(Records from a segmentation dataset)
** start **

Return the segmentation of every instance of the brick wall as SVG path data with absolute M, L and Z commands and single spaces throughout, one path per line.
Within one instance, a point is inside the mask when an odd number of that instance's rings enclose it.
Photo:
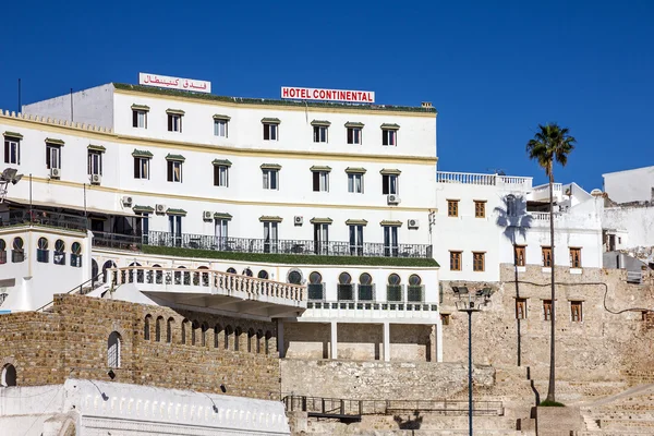
M 152 319 L 149 340 L 145 339 L 147 315 Z M 157 336 L 159 317 L 164 323 Z M 170 343 L 167 341 L 169 319 Z M 194 326 L 197 327 L 195 334 Z M 255 398 L 279 395 L 277 329 L 272 323 L 57 295 L 52 313 L 0 316 L 0 364 L 12 363 L 16 367 L 20 386 L 59 384 L 69 375 L 109 380 L 108 338 L 118 331 L 121 365 L 113 370 L 117 382 L 217 393 L 221 392 L 222 384 L 228 395 Z M 237 341 L 238 331 L 241 335 Z

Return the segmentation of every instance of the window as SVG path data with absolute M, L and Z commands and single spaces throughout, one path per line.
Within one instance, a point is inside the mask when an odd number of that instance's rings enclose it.
M 516 319 L 526 319 L 526 299 L 516 299 Z
M 264 221 L 264 253 L 277 253 L 278 222 Z
M 168 160 L 168 181 L 182 183 L 182 161 Z
M 134 157 L 134 179 L 149 180 L 149 158 Z
M 472 253 L 472 270 L 483 271 L 484 270 L 484 257 L 485 253 Z
M 229 167 L 227 165 L 214 166 L 214 186 L 229 186 Z
M 36 249 L 36 262 L 47 264 L 49 262 L 49 254 L 50 251 L 48 250 L 48 240 L 45 238 L 39 238 Z
M 182 132 L 182 113 L 168 112 L 168 131 Z
M 486 218 L 486 202 L 476 201 L 474 202 L 474 217 Z
M 338 301 L 353 301 L 354 292 L 352 288 L 352 276 L 348 272 L 341 272 L 338 276 Z
M 277 141 L 278 124 L 264 122 L 264 141 Z
M 348 128 L 348 144 L 361 144 L 361 128 Z
M 227 137 L 227 120 L 214 120 L 214 135 Z
M 450 252 L 450 271 L 461 270 L 461 252 Z
M 88 175 L 102 175 L 102 153 L 88 150 Z
M 524 266 L 525 265 L 525 250 L 526 247 L 524 245 L 516 245 L 513 246 L 513 255 L 514 255 L 514 263 L 516 266 Z
M 397 257 L 399 252 L 397 226 L 384 226 L 384 256 Z
M 583 314 L 581 312 L 581 301 L 571 301 L 570 312 L 572 316 L 572 323 L 581 323 L 583 320 Z
M 382 194 L 399 194 L 398 179 L 397 174 L 382 174 Z
M 348 174 L 348 192 L 354 194 L 363 194 L 363 174 L 362 173 L 349 173 Z
M 543 266 L 552 267 L 552 249 L 549 246 L 543 246 Z
M 21 138 L 4 136 L 4 164 L 21 165 Z
M 61 168 L 61 145 L 46 143 L 46 168 Z
M 458 217 L 459 216 L 459 201 L 458 199 L 448 199 L 447 201 L 447 216 L 448 217 Z
M 327 125 L 314 125 L 314 143 L 327 142 Z
M 147 129 L 147 110 L 132 109 L 132 126 L 136 129 Z
M 543 300 L 543 319 L 552 319 L 552 300 Z
M 396 130 L 382 130 L 382 145 L 398 145 L 398 132 Z
M 279 190 L 279 170 L 263 169 L 264 172 L 264 190 Z
M 363 272 L 359 276 L 359 301 L 375 300 L 375 288 L 373 284 L 373 276 Z
M 363 256 L 363 225 L 350 225 L 350 255 Z
M 581 249 L 570 249 L 570 268 L 581 268 Z
M 329 192 L 329 172 L 314 171 L 313 172 L 314 192 Z
M 120 335 L 112 331 L 107 341 L 107 366 L 112 368 L 120 367 Z

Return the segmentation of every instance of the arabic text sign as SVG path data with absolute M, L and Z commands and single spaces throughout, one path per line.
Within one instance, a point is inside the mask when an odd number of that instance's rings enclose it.
M 294 100 L 375 102 L 375 93 L 371 90 L 296 88 L 282 86 L 281 98 L 291 98 Z
M 195 93 L 211 92 L 211 82 L 148 73 L 138 73 L 138 84 L 169 89 L 193 90 Z

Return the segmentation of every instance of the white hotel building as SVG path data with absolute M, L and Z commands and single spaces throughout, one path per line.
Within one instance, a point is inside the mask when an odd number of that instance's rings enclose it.
M 278 319 L 288 358 L 441 358 L 431 106 L 107 84 L 4 112 L 0 133 L 23 174 L 1 209 L 0 310 L 78 289 Z M 213 271 L 307 289 L 252 296 Z

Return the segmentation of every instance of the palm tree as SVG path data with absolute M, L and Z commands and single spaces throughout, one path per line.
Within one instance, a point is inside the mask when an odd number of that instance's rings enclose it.
M 535 159 L 545 170 L 549 178 L 549 250 L 552 253 L 552 316 L 549 332 L 549 385 L 547 387 L 546 401 L 556 401 L 554 395 L 555 386 L 555 263 L 554 263 L 554 164 L 566 166 L 568 155 L 574 149 L 573 136 L 567 128 L 559 128 L 556 123 L 538 124 L 538 132 L 533 140 L 526 143 L 526 153 L 530 159 Z

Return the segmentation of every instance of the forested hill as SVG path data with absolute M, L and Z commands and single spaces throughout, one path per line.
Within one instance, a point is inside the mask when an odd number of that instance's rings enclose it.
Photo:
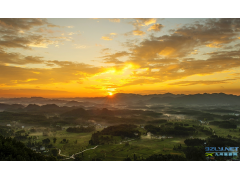
M 32 151 L 22 142 L 0 136 L 0 161 L 55 161 L 52 156 L 44 156 Z

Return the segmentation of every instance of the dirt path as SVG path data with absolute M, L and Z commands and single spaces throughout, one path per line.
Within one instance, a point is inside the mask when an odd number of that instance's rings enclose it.
M 63 160 L 67 160 L 67 159 L 75 159 L 75 155 L 77 155 L 77 154 L 81 154 L 81 153 L 83 153 L 83 152 L 85 152 L 85 151 L 88 151 L 88 150 L 91 150 L 91 149 L 96 149 L 98 146 L 99 146 L 99 145 L 97 145 L 97 146 L 95 146 L 95 147 L 93 147 L 93 148 L 85 149 L 85 150 L 80 151 L 80 152 L 78 152 L 78 153 L 75 153 L 75 154 L 73 154 L 73 155 L 71 155 L 71 156 L 68 156 L 68 158 L 63 159 Z M 61 150 L 60 150 L 60 153 L 61 153 Z M 61 156 L 66 156 L 66 155 L 63 155 L 63 154 L 60 154 L 60 153 L 59 153 L 59 155 L 61 155 Z

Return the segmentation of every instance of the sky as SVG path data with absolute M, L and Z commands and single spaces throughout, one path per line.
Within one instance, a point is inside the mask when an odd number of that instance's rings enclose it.
M 240 19 L 0 19 L 0 97 L 240 95 Z

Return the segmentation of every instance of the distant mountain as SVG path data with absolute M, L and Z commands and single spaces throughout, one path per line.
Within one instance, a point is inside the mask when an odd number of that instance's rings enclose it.
M 88 112 L 83 108 L 74 109 L 62 114 L 63 117 L 86 117 Z
M 11 111 L 24 108 L 21 104 L 3 104 L 0 103 L 0 110 Z
M 202 104 L 202 105 L 220 105 L 229 104 L 235 105 L 240 104 L 240 96 L 227 95 L 224 93 L 215 94 L 194 94 L 194 95 L 184 95 L 181 97 L 163 97 L 163 98 L 151 98 L 147 103 L 173 103 L 173 104 Z

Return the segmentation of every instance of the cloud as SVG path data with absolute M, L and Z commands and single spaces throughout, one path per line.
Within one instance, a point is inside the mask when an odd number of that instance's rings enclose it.
M 212 84 L 226 84 L 234 81 L 236 79 L 224 79 L 224 80 L 216 80 L 216 81 L 180 81 L 170 83 L 168 85 L 178 85 L 178 86 L 191 86 L 191 85 L 212 85 Z
M 85 45 L 79 45 L 79 44 L 74 44 L 75 49 L 85 49 L 87 46 Z
M 49 27 L 53 26 L 53 24 L 47 22 L 46 19 L 0 19 L 0 48 L 47 48 L 50 44 L 56 44 L 57 41 L 53 40 L 53 38 L 42 35 L 43 33 L 51 34 L 56 31 L 40 26 Z M 30 30 L 34 32 L 29 32 Z
M 164 26 L 162 24 L 154 24 L 151 27 L 148 28 L 148 31 L 161 31 Z
M 103 58 L 104 63 L 122 64 L 123 62 L 119 61 L 118 58 L 128 56 L 128 55 L 129 55 L 128 52 L 121 51 L 121 52 L 117 52 L 117 53 L 114 53 L 111 55 L 103 56 L 102 58 Z
M 1 18 L 0 28 L 11 29 L 14 31 L 29 30 L 35 26 L 49 25 L 46 19 L 36 18 Z
M 23 56 L 20 53 L 7 53 L 0 49 L 0 64 L 40 64 L 42 63 L 42 57 L 38 56 Z
M 140 31 L 140 30 L 134 30 L 134 31 L 132 31 L 132 33 L 135 36 L 142 36 L 142 35 L 146 34 L 144 31 Z
M 207 47 L 222 47 L 238 39 L 240 19 L 207 19 L 179 28 L 175 33 L 191 37 Z
M 103 39 L 105 41 L 111 41 L 111 40 L 113 40 L 113 38 L 116 37 L 116 35 L 117 35 L 117 33 L 110 33 L 110 34 L 108 34 L 106 36 L 102 36 L 101 39 Z
M 135 21 L 130 22 L 136 29 L 141 28 L 141 26 L 148 26 L 150 24 L 156 23 L 155 18 L 135 18 Z
M 101 39 L 103 39 L 103 40 L 105 40 L 105 41 L 111 41 L 111 40 L 113 40 L 111 37 L 108 37 L 108 36 L 102 36 Z
M 4 97 L 63 97 L 72 95 L 72 92 L 48 89 L 0 89 L 0 93 Z
M 110 22 L 116 22 L 116 23 L 120 23 L 120 19 L 118 18 L 111 18 L 111 19 L 108 19 Z

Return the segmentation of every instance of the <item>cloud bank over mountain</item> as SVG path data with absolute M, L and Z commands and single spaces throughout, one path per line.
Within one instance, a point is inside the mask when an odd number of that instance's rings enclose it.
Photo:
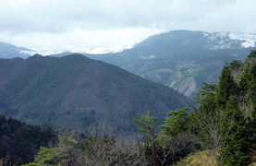
M 130 45 L 173 30 L 255 33 L 253 0 L 12 0 L 0 39 L 36 50 Z

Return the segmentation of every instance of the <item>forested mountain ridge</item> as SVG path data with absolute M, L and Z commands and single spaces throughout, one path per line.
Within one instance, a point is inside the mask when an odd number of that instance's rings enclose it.
M 255 42 L 255 34 L 173 30 L 150 36 L 122 53 L 87 56 L 194 98 L 201 82 L 215 81 L 226 61 L 245 60 Z
M 132 118 L 143 112 L 164 117 L 189 101 L 170 88 L 79 54 L 0 63 L 0 111 L 28 123 L 80 130 L 104 121 L 122 133 L 134 130 Z
M 193 98 L 201 82 L 213 82 L 225 62 L 245 60 L 250 50 L 255 49 L 255 34 L 172 30 L 150 36 L 120 53 L 79 53 L 113 64 Z M 18 47 L 6 47 L 6 44 L 1 46 L 0 43 L 0 57 L 24 57 L 26 53 L 37 53 L 29 49 L 22 51 Z M 14 52 L 19 54 L 10 53 Z M 72 53 L 70 52 L 47 53 L 53 56 L 64 56 Z M 5 56 L 1 56 L 1 53 Z
M 150 112 L 133 119 L 147 136 L 142 142 L 132 139 L 128 145 L 118 137 L 94 135 L 76 148 L 75 139 L 59 136 L 58 147 L 41 148 L 35 161 L 26 166 L 255 165 L 256 51 L 245 62 L 226 63 L 218 84 L 202 84 L 196 101 L 200 105 L 193 112 L 171 111 L 158 126 Z
M 0 115 L 0 165 L 21 165 L 33 161 L 40 147 L 56 141 L 50 126 L 26 125 Z

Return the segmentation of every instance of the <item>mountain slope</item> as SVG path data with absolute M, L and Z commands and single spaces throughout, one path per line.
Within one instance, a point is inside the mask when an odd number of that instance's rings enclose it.
M 80 130 L 105 122 L 115 131 L 131 131 L 132 118 L 144 112 L 152 111 L 162 122 L 189 101 L 170 88 L 78 54 L 34 55 L 13 66 L 1 82 L 0 111 L 33 124 Z
M 201 82 L 214 82 L 225 63 L 245 60 L 256 34 L 174 30 L 153 35 L 132 49 L 87 56 L 120 66 L 195 97 Z
M 24 47 L 17 47 L 10 43 L 0 42 L 0 58 L 27 58 L 30 56 L 30 54 L 28 54 L 27 52 L 32 53 L 34 51 Z

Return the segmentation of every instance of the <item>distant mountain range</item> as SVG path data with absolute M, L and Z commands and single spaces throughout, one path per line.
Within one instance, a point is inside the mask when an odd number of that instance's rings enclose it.
M 186 101 L 166 86 L 83 55 L 0 59 L 0 113 L 28 123 L 76 130 L 105 123 L 125 133 L 136 130 L 132 118 L 144 112 L 159 124 Z
M 201 82 L 217 81 L 226 62 L 245 60 L 254 49 L 256 34 L 173 30 L 150 36 L 132 47 L 95 48 L 80 53 L 120 66 L 193 98 Z M 42 54 L 64 56 L 74 52 L 45 52 Z M 24 53 L 37 52 L 28 49 L 19 53 L 23 53 L 19 57 L 24 57 Z M 8 53 L 0 51 L 1 54 L 8 57 Z M 14 56 L 10 54 L 10 57 Z

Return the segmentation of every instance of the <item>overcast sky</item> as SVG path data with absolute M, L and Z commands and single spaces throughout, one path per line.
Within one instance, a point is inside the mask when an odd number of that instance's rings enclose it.
M 0 42 L 84 50 L 174 30 L 256 33 L 255 6 L 255 0 L 0 0 Z

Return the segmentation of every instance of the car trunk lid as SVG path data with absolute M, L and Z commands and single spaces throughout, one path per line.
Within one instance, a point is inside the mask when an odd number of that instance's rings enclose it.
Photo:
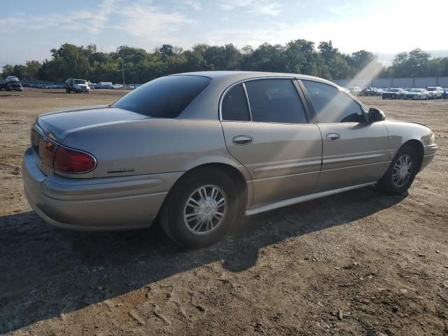
M 31 130 L 31 144 L 36 163 L 41 171 L 48 175 L 53 172 L 52 158 L 57 147 L 70 133 L 88 127 L 148 118 L 130 111 L 104 106 L 42 114 L 37 118 Z

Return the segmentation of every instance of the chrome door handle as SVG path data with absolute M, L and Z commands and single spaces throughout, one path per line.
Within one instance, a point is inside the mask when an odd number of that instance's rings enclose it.
M 338 134 L 337 133 L 328 133 L 326 136 L 326 139 L 328 141 L 336 141 L 339 140 L 340 139 L 341 139 L 341 136 L 340 134 Z
M 250 145 L 253 142 L 253 138 L 248 135 L 237 135 L 237 136 L 234 136 L 232 142 L 233 142 L 234 145 L 237 146 Z

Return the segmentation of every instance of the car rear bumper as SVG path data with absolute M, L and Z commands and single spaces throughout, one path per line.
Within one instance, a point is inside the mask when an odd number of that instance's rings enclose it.
M 66 178 L 42 173 L 32 149 L 22 167 L 25 196 L 46 222 L 74 230 L 148 227 L 181 173 L 94 178 Z
M 436 151 L 437 145 L 435 144 L 426 145 L 424 147 L 423 162 L 421 162 L 421 167 L 420 168 L 420 170 L 423 169 L 429 164 L 433 160 L 434 160 Z

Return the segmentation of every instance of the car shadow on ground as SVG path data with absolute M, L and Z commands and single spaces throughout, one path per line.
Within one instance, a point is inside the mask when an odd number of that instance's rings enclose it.
M 0 333 L 59 316 L 108 298 L 220 262 L 231 272 L 256 264 L 259 249 L 345 225 L 401 202 L 374 188 L 243 218 L 218 244 L 177 247 L 158 225 L 115 232 L 73 232 L 34 213 L 0 218 Z

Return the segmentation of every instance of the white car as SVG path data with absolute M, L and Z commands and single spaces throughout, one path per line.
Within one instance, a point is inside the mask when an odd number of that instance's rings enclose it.
M 363 91 L 358 86 L 349 86 L 347 87 L 347 89 L 350 90 L 350 93 L 354 96 L 360 95 L 361 94 L 361 91 Z
M 429 92 L 425 89 L 407 89 L 405 99 L 425 99 L 429 98 Z
M 429 86 L 426 90 L 429 92 L 430 99 L 442 99 L 443 96 L 443 89 L 440 86 Z

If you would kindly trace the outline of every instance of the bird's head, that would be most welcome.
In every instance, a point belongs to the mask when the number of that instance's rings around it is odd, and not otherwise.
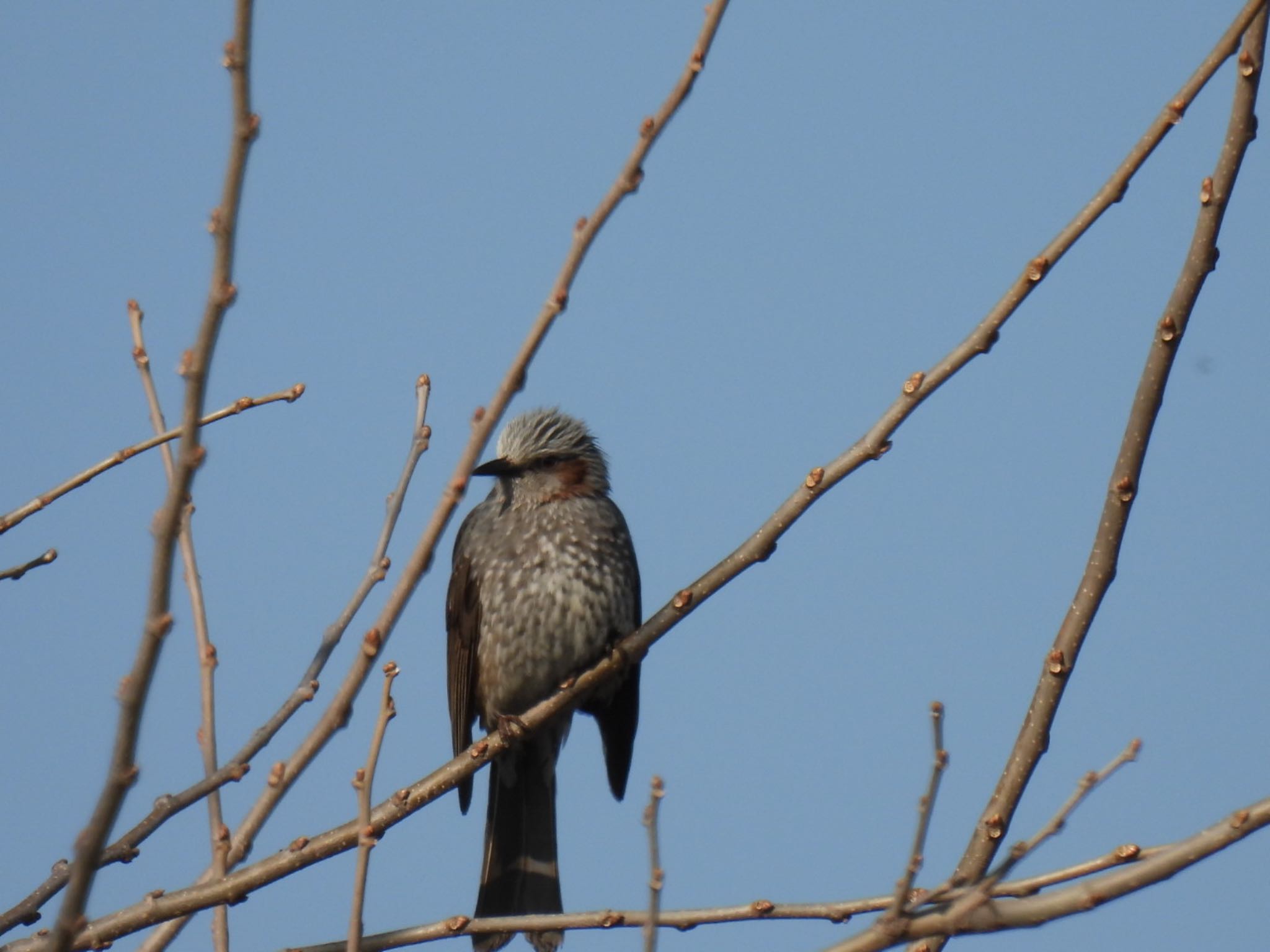
[[[555,407],[530,410],[498,437],[498,456],[472,476],[498,476],[494,493],[513,506],[533,506],[608,491],[608,466],[587,425]]]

** end **

* REQUEST:
Report how many lines of the rows above contain the string "cloud". Give only the number.

* THE COMPLETED TASK:
2